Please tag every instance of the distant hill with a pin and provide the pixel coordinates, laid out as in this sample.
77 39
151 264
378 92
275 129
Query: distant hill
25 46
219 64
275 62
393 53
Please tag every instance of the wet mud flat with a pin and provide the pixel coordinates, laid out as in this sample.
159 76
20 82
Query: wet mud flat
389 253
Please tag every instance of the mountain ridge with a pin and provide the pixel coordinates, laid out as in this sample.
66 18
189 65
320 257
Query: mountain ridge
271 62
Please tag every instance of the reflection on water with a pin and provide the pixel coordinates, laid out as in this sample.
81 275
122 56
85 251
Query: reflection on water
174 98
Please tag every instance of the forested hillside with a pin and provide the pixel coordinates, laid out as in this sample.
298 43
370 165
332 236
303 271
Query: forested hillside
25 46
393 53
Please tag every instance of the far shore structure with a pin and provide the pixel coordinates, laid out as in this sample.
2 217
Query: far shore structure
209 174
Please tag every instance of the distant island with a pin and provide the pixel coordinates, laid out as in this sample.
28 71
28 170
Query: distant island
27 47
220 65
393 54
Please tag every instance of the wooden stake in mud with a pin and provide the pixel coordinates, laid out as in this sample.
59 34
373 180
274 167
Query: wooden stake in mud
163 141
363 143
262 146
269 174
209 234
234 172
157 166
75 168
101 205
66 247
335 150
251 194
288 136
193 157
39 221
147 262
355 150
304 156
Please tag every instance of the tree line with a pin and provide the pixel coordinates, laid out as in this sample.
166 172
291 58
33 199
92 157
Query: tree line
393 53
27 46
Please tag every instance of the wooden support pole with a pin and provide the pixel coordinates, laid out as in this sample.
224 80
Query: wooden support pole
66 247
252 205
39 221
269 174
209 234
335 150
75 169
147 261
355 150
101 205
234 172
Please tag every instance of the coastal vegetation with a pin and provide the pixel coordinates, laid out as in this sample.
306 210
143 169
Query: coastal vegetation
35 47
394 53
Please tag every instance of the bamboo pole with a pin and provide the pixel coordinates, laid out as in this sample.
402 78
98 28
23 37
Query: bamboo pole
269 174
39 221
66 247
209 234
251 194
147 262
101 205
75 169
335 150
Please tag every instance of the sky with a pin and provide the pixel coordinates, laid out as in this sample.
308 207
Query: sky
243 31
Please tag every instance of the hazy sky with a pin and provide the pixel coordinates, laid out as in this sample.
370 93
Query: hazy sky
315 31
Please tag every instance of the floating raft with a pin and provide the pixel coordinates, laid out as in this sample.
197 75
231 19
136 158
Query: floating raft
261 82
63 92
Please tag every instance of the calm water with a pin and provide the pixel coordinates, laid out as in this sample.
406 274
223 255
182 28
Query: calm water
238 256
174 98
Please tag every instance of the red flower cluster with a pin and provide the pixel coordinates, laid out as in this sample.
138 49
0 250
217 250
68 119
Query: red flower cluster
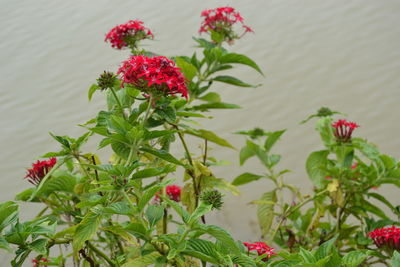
128 34
172 191
153 75
221 20
343 130
261 248
40 262
386 237
39 170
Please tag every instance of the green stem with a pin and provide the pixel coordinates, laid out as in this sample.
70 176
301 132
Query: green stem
118 102
100 254
290 211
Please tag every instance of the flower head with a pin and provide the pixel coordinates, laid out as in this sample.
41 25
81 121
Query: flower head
261 249
343 130
221 21
128 34
388 238
39 170
153 75
173 192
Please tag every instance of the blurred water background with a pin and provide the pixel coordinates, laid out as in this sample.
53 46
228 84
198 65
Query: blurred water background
341 54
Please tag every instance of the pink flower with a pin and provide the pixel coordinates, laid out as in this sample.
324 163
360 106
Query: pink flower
221 20
173 192
261 249
343 130
128 34
39 170
153 75
386 237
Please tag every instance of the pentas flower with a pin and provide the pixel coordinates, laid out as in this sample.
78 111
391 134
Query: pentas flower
128 34
37 263
221 21
261 249
173 192
39 170
153 75
343 130
387 238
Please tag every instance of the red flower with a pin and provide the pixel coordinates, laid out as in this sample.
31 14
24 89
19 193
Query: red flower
221 20
39 170
172 191
261 248
37 263
153 75
128 34
343 130
386 238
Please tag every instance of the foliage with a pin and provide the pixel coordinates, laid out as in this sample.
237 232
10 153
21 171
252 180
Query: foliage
127 211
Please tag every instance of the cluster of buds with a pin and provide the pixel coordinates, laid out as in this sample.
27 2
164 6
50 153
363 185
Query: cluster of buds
343 130
213 198
221 21
128 34
40 262
386 238
172 191
261 249
106 80
39 170
153 75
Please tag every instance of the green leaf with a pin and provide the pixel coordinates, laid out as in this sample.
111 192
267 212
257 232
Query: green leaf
8 214
143 261
314 164
211 97
395 259
222 236
382 199
60 181
232 80
216 105
92 89
151 172
154 214
210 136
39 246
216 37
201 210
272 138
354 258
137 230
190 114
325 129
162 155
325 249
245 178
121 208
265 211
188 69
202 249
307 256
86 229
374 209
239 59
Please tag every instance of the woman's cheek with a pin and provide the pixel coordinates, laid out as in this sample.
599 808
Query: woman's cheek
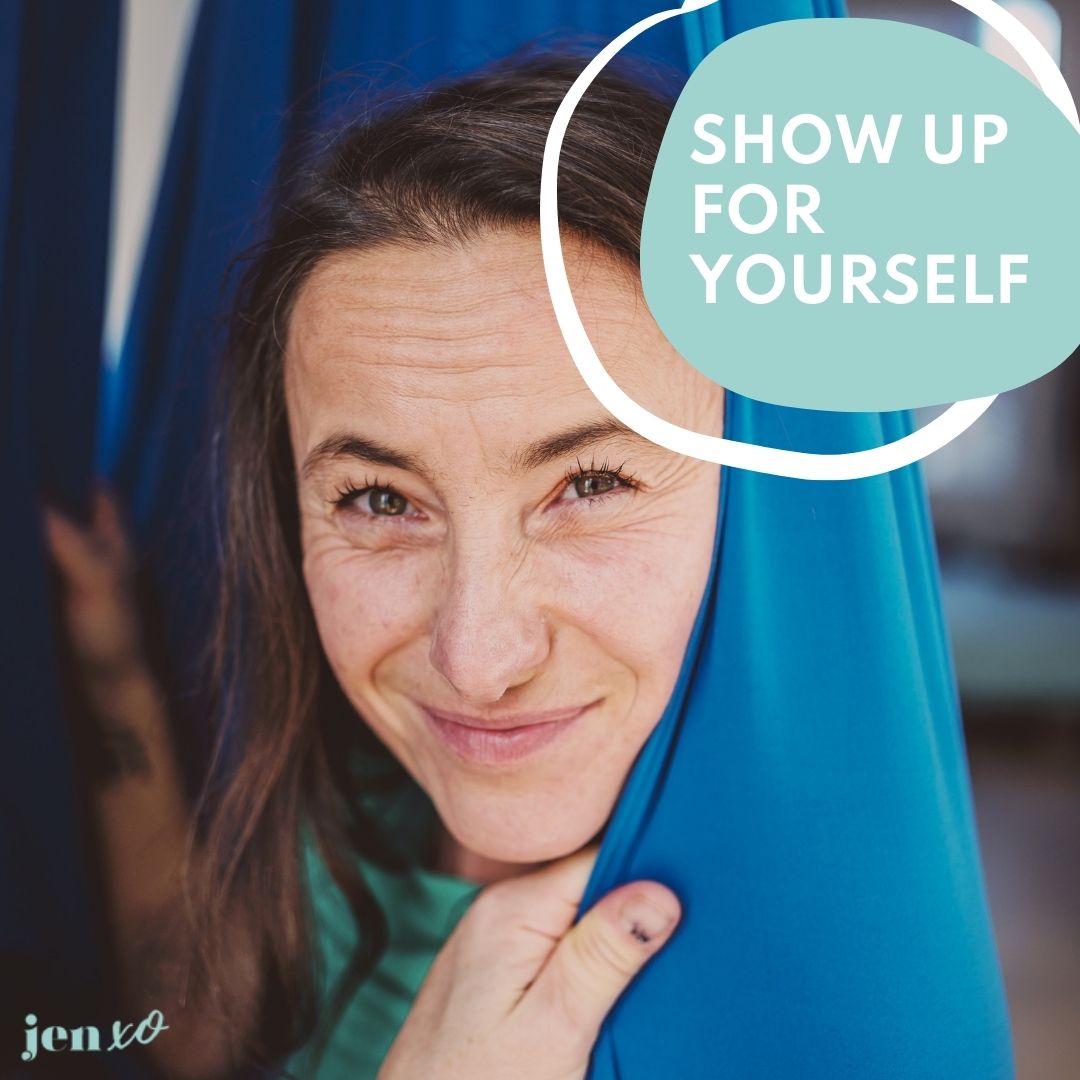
366 606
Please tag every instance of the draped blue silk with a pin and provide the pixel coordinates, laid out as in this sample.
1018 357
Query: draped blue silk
806 793
57 80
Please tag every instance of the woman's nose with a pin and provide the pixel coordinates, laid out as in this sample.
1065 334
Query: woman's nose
488 635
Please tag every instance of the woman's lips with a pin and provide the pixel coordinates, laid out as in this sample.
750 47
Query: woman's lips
502 740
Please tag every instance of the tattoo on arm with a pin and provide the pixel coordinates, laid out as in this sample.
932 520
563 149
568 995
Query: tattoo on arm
118 754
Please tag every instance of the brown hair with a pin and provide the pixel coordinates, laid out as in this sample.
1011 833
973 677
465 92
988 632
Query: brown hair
439 166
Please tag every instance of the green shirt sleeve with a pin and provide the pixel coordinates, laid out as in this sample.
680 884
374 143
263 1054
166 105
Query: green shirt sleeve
421 908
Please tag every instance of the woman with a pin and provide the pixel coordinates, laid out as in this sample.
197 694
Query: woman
458 599
433 526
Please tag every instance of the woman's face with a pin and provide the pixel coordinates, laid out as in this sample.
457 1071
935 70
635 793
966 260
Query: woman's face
504 579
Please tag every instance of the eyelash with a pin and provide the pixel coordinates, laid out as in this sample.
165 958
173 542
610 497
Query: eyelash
626 481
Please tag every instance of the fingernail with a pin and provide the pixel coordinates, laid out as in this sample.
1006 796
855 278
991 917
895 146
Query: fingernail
643 920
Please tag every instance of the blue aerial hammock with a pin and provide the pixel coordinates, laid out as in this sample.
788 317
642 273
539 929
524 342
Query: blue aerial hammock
806 793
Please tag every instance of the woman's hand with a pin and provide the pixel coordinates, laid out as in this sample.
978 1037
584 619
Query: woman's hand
518 990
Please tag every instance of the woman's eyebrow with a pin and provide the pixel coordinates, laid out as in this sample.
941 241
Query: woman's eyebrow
343 445
539 453
552 447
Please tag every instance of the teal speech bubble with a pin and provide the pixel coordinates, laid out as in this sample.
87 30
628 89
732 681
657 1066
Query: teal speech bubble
812 239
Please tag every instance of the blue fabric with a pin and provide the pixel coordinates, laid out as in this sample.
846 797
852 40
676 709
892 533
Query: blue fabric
57 80
806 793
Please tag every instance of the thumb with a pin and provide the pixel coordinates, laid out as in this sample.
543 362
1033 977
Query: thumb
597 958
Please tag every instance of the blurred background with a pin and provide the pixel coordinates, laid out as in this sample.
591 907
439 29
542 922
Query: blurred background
202 89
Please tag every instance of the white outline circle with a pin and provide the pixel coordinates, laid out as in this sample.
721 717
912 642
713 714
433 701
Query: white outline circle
726 451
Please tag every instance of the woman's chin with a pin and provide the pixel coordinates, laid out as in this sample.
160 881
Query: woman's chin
538 838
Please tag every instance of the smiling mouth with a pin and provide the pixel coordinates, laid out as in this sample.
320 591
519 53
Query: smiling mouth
503 740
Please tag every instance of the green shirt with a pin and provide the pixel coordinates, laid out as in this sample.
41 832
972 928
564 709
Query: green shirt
421 908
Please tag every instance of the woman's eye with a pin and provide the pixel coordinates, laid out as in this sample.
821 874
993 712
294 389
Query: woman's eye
373 501
387 502
595 484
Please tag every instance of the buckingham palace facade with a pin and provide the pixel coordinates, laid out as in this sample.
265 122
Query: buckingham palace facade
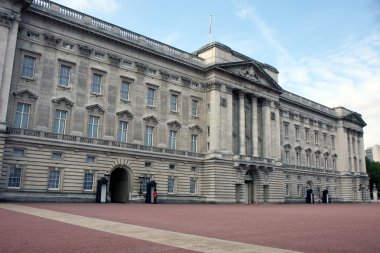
83 99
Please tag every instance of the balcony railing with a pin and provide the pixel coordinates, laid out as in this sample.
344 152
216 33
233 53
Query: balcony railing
93 141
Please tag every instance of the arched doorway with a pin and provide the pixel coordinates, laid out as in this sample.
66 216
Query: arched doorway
249 181
119 185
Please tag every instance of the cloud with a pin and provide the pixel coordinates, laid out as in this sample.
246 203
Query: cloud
90 5
348 77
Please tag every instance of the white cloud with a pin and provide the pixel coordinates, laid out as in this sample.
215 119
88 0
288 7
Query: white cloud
90 5
349 77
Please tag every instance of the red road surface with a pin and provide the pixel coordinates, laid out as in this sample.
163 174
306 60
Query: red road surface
301 227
==*==
▶ _Task description_
Repeat word for word each line from the one with "Please tag every instance of the arched" to the end of the records above, inclusive.

▶ _Final result_
Please tag every instance of the arched doorway with a pin and provide the pixel coordinates, laid out as in this sample.
66 216
Query: arched doorway
249 181
119 185
Please tag every instance of the cloud with a pin and provide the pixel coordinates, laid out as in this sample.
246 203
Query: cloud
90 5
348 77
Please tag every instance of the white cloud with a pin and provide the pixel coordinates, laid out as in this sample.
215 119
88 0
288 7
Query: white cloud
90 5
349 77
Please tag every instance of the red road surface with a pin and provide the pixel coordinates, laid out as in this sample.
163 174
306 60
Query: red road surface
301 227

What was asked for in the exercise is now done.